- **WORK INSTRUCTION**: Return the entries exactly. Images are not part of the copy.

[EXTRACTED RECORDS — start]

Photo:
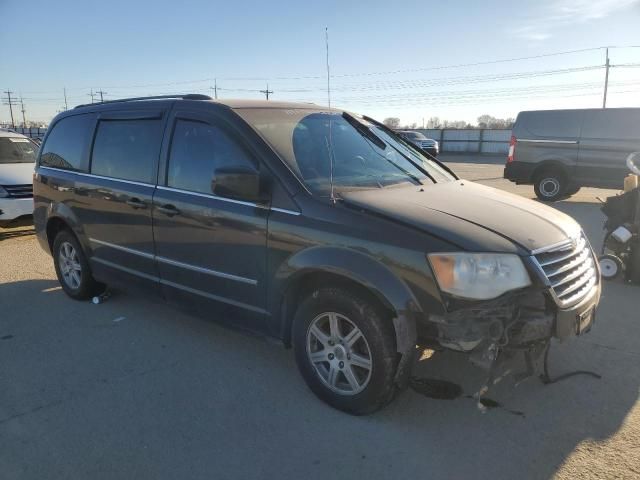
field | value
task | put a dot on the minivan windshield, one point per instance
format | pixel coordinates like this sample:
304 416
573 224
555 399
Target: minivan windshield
414 135
364 155
17 150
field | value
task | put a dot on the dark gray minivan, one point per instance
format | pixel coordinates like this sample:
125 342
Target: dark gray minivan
559 151
312 225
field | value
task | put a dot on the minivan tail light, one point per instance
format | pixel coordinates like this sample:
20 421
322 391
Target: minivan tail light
512 149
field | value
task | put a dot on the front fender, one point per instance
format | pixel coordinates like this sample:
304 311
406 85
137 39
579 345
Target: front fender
357 267
63 212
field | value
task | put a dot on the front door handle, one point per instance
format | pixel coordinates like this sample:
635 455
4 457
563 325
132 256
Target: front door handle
169 210
136 203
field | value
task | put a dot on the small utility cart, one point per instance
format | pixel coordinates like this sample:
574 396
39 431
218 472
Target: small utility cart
621 247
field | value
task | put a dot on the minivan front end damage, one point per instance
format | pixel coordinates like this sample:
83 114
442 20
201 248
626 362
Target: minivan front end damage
499 333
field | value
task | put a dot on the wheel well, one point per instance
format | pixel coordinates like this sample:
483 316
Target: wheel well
550 166
313 280
54 226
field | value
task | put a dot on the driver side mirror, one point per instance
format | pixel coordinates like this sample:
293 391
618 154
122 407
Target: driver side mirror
633 162
238 183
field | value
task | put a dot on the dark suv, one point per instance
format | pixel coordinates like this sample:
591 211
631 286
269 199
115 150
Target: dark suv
318 227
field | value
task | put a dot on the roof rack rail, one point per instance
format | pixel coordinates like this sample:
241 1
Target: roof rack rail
187 96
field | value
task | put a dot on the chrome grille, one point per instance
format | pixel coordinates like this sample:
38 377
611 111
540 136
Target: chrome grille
571 271
19 191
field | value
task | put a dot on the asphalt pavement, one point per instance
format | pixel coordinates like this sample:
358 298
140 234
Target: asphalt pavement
134 389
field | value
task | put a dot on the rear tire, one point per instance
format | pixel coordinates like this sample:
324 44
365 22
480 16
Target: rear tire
72 267
573 190
550 185
345 350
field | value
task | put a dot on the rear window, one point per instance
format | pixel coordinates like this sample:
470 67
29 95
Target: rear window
17 150
67 143
127 149
614 123
552 124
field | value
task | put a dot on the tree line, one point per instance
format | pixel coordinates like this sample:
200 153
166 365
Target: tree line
484 121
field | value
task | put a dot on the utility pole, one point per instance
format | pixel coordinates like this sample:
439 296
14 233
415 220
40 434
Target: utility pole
606 81
24 120
267 91
215 88
10 102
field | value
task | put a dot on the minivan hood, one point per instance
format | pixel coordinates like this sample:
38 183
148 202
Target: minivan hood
472 216
16 173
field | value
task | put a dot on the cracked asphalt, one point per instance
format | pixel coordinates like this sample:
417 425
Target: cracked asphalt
134 389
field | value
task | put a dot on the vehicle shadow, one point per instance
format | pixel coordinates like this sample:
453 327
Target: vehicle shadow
89 382
18 228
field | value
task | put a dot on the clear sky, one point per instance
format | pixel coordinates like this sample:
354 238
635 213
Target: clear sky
132 48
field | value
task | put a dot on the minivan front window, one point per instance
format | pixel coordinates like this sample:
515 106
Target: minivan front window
364 155
17 150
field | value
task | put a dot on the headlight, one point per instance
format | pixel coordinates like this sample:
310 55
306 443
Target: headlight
478 276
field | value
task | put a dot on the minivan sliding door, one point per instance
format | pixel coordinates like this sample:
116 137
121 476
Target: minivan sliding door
114 200
210 250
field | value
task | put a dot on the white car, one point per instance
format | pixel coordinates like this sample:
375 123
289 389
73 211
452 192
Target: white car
17 161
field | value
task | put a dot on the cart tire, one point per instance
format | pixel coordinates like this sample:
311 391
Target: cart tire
610 266
634 263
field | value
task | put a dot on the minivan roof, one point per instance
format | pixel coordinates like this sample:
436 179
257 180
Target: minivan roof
231 103
10 133
578 109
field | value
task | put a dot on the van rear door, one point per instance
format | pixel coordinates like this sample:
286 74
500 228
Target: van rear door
548 136
608 137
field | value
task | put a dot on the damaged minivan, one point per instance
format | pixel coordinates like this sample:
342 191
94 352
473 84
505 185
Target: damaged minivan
316 226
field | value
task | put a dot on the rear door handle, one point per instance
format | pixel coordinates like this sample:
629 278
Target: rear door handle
136 203
169 210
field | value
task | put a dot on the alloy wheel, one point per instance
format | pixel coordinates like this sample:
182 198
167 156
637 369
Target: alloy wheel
339 352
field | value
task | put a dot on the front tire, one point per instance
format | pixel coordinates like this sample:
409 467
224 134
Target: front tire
550 185
72 267
345 350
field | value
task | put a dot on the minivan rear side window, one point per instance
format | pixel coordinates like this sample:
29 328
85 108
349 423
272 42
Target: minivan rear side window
66 144
127 149
197 149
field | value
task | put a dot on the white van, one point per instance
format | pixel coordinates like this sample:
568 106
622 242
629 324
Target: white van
17 161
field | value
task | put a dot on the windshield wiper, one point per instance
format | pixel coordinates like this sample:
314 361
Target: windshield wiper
364 130
413 147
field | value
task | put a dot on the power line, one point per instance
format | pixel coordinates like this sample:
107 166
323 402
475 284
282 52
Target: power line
347 75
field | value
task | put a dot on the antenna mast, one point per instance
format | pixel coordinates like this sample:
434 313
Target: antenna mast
326 38
330 139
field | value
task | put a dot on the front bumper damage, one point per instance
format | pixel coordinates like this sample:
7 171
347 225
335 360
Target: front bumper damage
498 334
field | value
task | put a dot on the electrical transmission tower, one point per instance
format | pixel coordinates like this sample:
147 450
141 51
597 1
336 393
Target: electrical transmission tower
267 92
11 102
215 88
24 119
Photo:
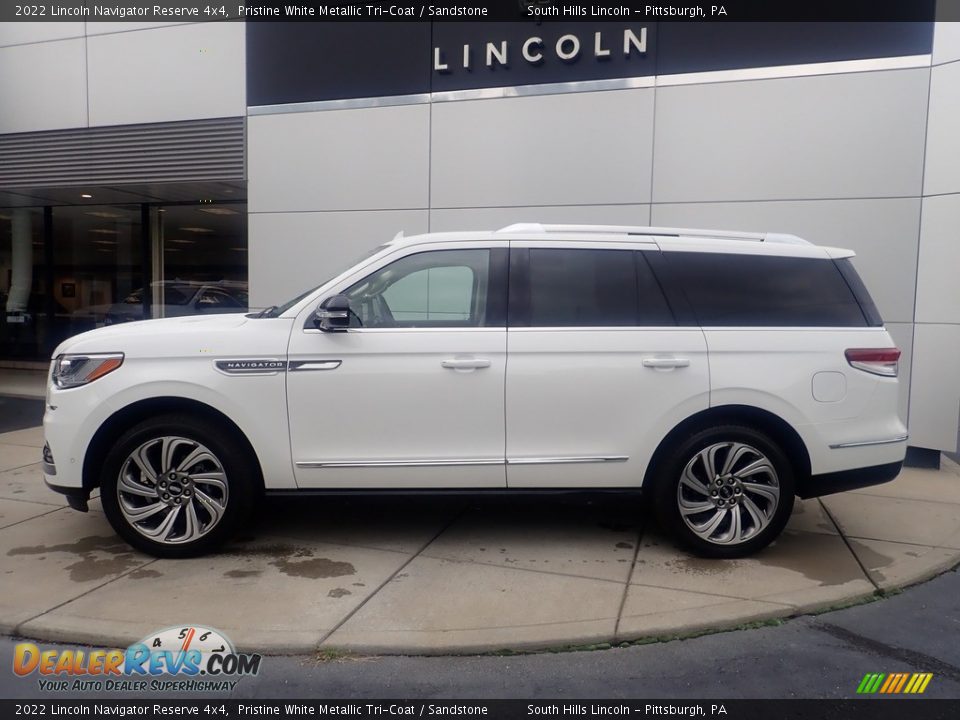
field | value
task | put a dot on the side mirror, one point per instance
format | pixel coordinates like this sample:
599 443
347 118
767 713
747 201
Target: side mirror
333 315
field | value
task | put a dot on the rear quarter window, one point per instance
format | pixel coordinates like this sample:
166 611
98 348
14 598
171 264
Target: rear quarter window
761 290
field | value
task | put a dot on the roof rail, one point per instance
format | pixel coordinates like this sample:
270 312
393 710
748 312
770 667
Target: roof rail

[EXTRACTED RECORDS — finish]

- **RESULT OF THIS EXERCISE**:
Photo:
field | value
task | put a dot on the minivan windshield, one point per instance
format | pixel coordinates like this sample:
304 416
573 224
555 399
Target: minivan windshield
414 135
364 155
17 150
field | value
task | put a dot on the dark gray minivan, one point per instance
format | pixel coordinates like this sample:
125 342
Target: dark gray minivan
559 151
312 225
field | value
task | put a dot on the minivan tail light, one point per instance
format | pixel coordinates like this sample:
20 421
322 391
Target: minivan tail light
512 149
field | value
task | put a dot on the front fender, one point per instance
format | pixel coordinates like this sample:
304 311
406 85
137 39
579 345
Target: front fender
357 267
63 212
field | value
task | put a dot on the front door handle, one point per instance
format | pixel coordinates like this sample:
635 455
4 457
563 325
132 256
Target: front door handle
169 210
136 203
field | value
task | put a dot on the small utility cart, one point per instance
format | pixel coordinates like this sample:
574 396
39 431
218 472
Target: small utility cart
621 247
field | value
task | put a dot on the minivan front end damage, one point per instance
format | pixel coordinates like this sample:
83 114
442 20
201 248
626 362
Target: minivan front end damage
499 333
field | value
task | put a dot on the wheel well, one point per instance
format | pixel coordinates like this sample:
483 316
Target: wheel well
550 166
313 280
54 226
field | value
task | put a dot on the driver side mirror, one point per instance
format | pixel coordinates like this sample:
293 391
618 154
122 407
Target: driver side mirror
633 162
238 183
field | value
task | put a dot on the dark suv, one point per instance
format | pixel coordinates like this sample:
591 211
631 286
269 199
115 150
Target: dark suv
318 227
field | value
task | put a dot on the roof rack rail, one point per instance
format | pixel coordinates like this sample:
241 1
Target: roof rack rail
187 96
field | value
task | put a dot on the chrome grille, one point per instance
format | pixel coordinates like this sample:
38 377
611 111
540 136
Target: chrome grille
571 271
19 191
field | value
task | put a dot on the asphalt pavement, one point per instance
format | pixel coordinates like this sample:
358 298
140 234
Target: asphalt pavement
134 389
field | value
task | put a dot on the rear tire, one point per instance
format | pixel coordinates like this sample:
324 44
365 22
480 16
Target: rear tire
72 267
573 190
550 185
345 350
field | value
task | put a dot on the rear window, one point per instance
format | pixel coordinates like this sample:
470 67
29 95
Target: rear window
17 150
67 143
127 149
614 123
552 124
field | value
task | put a dot on the tree line, one point per instance
format | pixel coordinates like this sample:
200 153
166 365
Target: tree line
484 121
field | value
task | put a dot on the utility pole, one point per instance
format | pixel coordinates like this sample:
439 296
14 233
415 220
40 434
Target: utility pole
606 81
24 120
267 91
215 88
10 102
field | value
task | put a dot on the minivan hood, one point per instance
format | pixel coordinates like this sample:
38 183
148 202
Target: minivan hood
472 216
16 173
field | value
task | put a dot on the cracked asphalt, one point per instance
format | pixel coordinates like this sample:
417 425
Target: cracked asphalt
134 389
field | value
task | put a dot on the vehicle shadow, one point per instance
format | pixel coordinates like this sample:
453 327
Target: vehicle shadow
89 382
18 228
field | value
task | put a dot on the clear sky, one point per instance
format | pixel coordinates like this sample:
354 238
635 213
Target: clear sky
132 48
field | value
task | put a dot on the minivan front window, one point per instance
format | pixel coordinates like this sample:
515 106
Target: minivan front window
364 155
17 150
field | value
task | put a dot on the headlight, one point per instance
format | pixel coordinates like this sample:
310 55
306 443
Target: headlight
478 276
field | value
task | put a dot on the minivan sliding door, one point per instance
format | pixel coordinates like this sample:
116 137
121 476
Target: minivan sliding door
114 200
210 250
field | value
task | put a dot on the white car, one point per instance
format | pixel coordinates like this sample:
375 123
289 389
73 211
452 192
Target: white car
17 161
field | value
task | put a dot on the cart tire, one point per instance
format | pixel coordinates like this sample:
311 391
Target: cart tire
610 266
634 263
field | value
task | put a dot on the minivan roof, one point per instance
format | pixel coordinates like this sample:
436 179
257 180
Target: minivan roof
231 103
10 133
578 109
field | value
task | put a dot on the van rear door, one point per instance
format | pixel coordinates like this sample:
286 74
500 228
Target: van rear door
548 136
608 137
field | value
task | put a dot on the damaged minivan, one point per instance
format | pixel coordinates like this sample:
342 191
94 352
473 84
505 185
Target: damaged minivan
316 226
field | value
task | put a dot on the rear door handle, one point per instance
format | pixel coordinates like this sample:
629 278
Target: rear door handle
136 203
169 210
field | value
task | put a dot on the alloy wheel, one point per instance
format | pixel coordinates like this sample:
182 198
167 156
637 369
Target: alloy wheel
339 352
field | value
task | put a dot on the front tire, one point per instance
format | pixel coordinates like this sample:
409 467
224 134
Target: front tire
550 185
72 267
345 350
field | value
task | put a dot on the minivan rear side window, one point per instance
format | pixel coordinates like this sample:
29 328
85 108
349 423
272 42
Target: minivan rear side window
66 144
127 149
197 149
field | value
task | put a dot on the white van, one point per instance
format | pixel coordinates like this sample:
568 106
622 242
629 324
Target: white van
17 161
field | value
task | put a dot on the windshield wiper, one point per instance
format | pixel coordinates like this sample:
314 361
Target: windshield wiper
364 130
413 147
field | value
task | put a dot on the power line, one point per instance
format | pixel coordinates like this sample:
107 166
323 402
475 284
282 52
Target: power line
347 75
field | value
task | put a dot on the antenna mast, one point per instance
format | pixel coordinates like this sample:
434 313
Target: antenna mast
326 38
330 139
field | value
task | put a dot on the front bumper damage, one point per instance
format | pixel coordinates like this sample:
7 171
347 225
335 360
Target: front bumper damage
498 334
field | value
task | put a dot on the electrical transmission tower, one point per instance
format | pixel coordinates like this sample:
147 450
141 51
597 1
336 393
Target: electrical transmission tower
267 92
11 102
215 88
24 119
Photo:
field | value
task | put a dot on the side mirror, one point per instance
format | pixel coordinates like this sample:
599 443
347 118
767 713
747 201
Target: side mirror
333 315
field | value
task | put a dot on the rear quarter window, one point per instance
format | pixel coordinates like this sample:
166 611
98 348
14 598
171 264
Target: rear quarter window
761 290
field | value
task | put a dot on the roof rail, one point per instance
format | pixel coordinates like this sample:
270 312
393 710
748 312
770 667
Target: roof rail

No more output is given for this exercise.